◆ Objective ◆
Can you lay out the entries, from their first line through the line containing "[(487, 251)]", as a Markdown table with the columns Row and Line, numbering each row and skipping blank lines?

(Labeled-object pointing entries)
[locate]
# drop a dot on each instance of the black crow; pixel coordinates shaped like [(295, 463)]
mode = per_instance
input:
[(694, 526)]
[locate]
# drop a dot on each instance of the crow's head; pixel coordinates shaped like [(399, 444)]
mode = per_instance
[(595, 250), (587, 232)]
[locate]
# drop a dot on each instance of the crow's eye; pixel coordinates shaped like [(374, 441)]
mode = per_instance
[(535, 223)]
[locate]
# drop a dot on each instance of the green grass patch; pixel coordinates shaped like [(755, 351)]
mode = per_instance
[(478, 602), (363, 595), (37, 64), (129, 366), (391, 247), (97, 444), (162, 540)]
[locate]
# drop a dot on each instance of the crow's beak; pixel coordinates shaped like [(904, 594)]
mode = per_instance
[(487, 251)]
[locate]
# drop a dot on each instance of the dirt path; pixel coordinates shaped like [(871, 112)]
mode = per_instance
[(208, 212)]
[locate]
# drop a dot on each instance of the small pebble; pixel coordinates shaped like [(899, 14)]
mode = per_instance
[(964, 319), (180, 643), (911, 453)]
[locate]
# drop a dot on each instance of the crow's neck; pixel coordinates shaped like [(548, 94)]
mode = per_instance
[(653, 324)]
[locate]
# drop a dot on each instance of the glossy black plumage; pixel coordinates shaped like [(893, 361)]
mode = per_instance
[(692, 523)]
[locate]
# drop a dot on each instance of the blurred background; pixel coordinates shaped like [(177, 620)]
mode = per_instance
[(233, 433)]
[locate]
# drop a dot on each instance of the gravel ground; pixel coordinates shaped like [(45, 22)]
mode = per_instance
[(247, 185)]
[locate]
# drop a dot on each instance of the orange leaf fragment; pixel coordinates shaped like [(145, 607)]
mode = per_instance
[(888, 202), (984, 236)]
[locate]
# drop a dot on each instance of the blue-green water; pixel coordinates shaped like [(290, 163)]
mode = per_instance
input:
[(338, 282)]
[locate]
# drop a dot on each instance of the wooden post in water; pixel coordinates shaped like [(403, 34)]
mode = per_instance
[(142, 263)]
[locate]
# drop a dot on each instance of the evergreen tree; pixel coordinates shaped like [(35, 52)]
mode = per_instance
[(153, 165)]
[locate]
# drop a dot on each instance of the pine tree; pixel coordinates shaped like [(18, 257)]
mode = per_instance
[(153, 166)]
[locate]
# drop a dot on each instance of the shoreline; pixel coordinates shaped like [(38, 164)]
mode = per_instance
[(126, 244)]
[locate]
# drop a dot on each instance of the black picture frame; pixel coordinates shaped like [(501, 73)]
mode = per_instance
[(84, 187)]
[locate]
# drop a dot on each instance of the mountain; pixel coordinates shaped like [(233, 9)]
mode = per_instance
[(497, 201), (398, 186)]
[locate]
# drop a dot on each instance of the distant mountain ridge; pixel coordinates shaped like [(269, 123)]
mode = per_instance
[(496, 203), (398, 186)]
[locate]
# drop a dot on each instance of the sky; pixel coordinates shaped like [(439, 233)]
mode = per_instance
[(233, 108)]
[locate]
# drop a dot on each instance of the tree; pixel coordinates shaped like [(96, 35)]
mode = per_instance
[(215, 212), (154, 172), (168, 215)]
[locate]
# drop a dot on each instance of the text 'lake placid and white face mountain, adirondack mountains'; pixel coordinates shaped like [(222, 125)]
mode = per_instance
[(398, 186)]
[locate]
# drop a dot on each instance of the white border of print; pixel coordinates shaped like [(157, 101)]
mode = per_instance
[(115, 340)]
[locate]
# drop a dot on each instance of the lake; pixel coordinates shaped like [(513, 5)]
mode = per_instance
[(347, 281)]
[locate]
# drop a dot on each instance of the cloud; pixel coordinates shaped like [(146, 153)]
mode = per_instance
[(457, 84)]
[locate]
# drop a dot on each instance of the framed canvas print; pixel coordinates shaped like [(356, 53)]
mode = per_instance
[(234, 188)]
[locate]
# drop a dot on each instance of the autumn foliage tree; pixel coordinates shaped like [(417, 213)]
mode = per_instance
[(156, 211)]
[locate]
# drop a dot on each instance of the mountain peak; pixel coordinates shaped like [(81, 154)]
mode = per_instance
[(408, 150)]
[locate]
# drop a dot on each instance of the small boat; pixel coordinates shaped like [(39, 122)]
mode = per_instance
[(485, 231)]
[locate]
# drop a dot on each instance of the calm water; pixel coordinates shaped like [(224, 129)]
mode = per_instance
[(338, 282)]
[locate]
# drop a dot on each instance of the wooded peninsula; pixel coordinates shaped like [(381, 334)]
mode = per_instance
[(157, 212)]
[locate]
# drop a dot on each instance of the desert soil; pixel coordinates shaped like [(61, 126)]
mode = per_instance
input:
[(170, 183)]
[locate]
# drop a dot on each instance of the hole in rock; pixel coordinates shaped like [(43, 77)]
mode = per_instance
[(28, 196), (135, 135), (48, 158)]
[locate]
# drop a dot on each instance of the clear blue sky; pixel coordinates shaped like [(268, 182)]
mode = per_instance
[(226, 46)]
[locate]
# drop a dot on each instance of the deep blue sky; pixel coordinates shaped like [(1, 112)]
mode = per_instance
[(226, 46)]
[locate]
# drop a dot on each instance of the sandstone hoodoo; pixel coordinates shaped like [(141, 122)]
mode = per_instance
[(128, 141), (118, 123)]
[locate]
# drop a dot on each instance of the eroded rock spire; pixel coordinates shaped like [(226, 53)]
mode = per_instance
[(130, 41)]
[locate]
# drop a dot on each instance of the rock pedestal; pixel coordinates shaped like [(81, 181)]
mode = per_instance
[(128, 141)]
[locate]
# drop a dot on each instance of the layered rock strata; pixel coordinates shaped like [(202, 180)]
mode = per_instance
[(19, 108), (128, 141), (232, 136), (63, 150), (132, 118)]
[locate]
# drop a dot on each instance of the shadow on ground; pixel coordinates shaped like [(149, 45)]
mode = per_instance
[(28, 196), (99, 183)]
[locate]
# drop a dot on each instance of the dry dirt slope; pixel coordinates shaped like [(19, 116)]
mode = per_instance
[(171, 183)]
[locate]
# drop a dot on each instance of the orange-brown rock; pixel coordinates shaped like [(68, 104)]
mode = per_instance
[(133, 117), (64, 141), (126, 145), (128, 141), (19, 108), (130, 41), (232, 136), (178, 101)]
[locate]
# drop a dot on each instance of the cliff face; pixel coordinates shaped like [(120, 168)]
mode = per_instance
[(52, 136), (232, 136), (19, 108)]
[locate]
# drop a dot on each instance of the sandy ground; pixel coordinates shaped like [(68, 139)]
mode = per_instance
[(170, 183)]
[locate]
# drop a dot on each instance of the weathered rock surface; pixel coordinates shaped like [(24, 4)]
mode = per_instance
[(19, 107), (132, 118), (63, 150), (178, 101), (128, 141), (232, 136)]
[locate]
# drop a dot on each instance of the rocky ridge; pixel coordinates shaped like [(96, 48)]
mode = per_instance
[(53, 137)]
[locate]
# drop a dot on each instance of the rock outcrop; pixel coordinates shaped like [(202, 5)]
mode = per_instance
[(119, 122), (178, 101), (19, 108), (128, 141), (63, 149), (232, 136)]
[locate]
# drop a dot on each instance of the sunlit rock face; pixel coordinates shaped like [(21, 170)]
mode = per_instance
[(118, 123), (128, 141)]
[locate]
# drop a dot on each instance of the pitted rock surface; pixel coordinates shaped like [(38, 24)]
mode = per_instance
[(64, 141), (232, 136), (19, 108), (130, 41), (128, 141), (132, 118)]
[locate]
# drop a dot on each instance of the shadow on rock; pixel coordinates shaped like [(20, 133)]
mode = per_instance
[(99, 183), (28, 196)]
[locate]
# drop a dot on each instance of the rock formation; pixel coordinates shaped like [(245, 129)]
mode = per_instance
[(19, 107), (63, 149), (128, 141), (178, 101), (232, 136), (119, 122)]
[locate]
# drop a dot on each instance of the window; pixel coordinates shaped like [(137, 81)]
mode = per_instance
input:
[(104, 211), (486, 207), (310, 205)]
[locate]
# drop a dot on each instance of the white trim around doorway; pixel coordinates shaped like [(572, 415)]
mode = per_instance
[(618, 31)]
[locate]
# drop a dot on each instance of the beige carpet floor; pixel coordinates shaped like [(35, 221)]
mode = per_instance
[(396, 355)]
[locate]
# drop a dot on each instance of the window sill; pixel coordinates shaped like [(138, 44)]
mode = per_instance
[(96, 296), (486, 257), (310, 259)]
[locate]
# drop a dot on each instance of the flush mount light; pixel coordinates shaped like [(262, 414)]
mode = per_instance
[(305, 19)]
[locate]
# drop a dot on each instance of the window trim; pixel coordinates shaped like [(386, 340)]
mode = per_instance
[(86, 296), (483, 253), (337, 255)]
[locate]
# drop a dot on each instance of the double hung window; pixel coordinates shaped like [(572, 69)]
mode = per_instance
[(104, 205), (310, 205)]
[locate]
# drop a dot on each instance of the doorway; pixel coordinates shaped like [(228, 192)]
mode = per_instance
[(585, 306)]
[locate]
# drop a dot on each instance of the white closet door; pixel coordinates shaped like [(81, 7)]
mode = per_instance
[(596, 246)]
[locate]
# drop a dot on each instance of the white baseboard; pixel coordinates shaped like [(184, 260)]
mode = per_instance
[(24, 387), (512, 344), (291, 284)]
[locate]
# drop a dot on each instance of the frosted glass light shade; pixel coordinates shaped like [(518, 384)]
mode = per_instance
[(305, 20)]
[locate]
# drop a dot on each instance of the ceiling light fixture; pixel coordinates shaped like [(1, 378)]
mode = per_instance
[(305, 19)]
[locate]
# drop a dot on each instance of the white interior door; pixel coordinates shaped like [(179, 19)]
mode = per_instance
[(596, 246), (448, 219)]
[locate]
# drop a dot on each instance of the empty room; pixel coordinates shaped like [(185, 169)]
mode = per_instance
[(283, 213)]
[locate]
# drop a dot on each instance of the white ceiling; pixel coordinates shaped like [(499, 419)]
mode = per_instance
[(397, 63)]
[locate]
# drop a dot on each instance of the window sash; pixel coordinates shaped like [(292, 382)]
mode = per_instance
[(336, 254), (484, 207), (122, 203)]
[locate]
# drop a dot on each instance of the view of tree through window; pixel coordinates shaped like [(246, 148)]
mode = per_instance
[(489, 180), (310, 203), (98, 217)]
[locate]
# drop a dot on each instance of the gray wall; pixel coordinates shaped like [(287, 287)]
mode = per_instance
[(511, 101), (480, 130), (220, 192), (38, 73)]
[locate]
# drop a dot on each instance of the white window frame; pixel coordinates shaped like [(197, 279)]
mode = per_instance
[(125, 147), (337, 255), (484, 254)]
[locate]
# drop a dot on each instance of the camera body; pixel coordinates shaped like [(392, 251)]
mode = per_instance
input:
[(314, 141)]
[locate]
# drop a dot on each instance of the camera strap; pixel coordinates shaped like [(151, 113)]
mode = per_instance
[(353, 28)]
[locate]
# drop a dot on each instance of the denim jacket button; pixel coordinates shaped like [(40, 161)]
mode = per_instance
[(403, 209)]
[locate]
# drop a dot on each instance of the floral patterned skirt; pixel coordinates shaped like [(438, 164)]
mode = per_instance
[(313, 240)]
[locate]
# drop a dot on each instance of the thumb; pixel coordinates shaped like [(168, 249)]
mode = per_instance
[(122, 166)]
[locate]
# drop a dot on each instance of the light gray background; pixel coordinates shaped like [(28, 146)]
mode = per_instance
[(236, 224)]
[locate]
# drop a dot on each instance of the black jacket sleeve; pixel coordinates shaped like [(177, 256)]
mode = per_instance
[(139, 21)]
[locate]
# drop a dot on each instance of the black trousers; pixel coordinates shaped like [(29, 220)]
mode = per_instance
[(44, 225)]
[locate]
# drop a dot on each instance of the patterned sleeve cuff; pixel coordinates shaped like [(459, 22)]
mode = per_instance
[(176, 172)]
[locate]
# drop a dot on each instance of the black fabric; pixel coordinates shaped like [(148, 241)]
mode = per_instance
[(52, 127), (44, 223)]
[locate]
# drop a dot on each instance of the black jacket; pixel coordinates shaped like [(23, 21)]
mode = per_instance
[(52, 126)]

◆ Exercise output ◆
| Row | Line |
|---|---|
| 1 | [locate] |
| 2 | # drop a dot on each instance of the black crow; pixel coordinates shaped like [(295, 463)] |
| 3 | mode = per_instance |
| 4 | input: |
| 5 | [(694, 526)] |
| 6 | [locate] |
| 7 | # drop a dot on each instance of the crow's head; pixel coordinates shaped like [(399, 444)] |
| 8 | mode = per_instance |
| 9 | [(595, 250), (587, 232)] |
| 10 | [locate] |
| 11 | # drop a dot on each instance of the crow's eye; pixel coordinates shaped like [(374, 441)] |
| 12 | mode = per_instance |
| 13 | [(535, 223)] |
| 14 | [locate] |
| 15 | # drop a dot on each instance of the green grass patch; pixel coordinates shaped like [(755, 351)] |
| 16 | mode = per_instance |
| 17 | [(478, 602), (363, 595), (37, 64), (129, 366), (391, 247), (97, 444), (162, 540)] |
| 18 | [locate] |
| 19 | # drop a dot on each instance of the crow's beak; pixel coordinates shaped like [(904, 594)] |
| 20 | mode = per_instance |
| 21 | [(487, 251)] |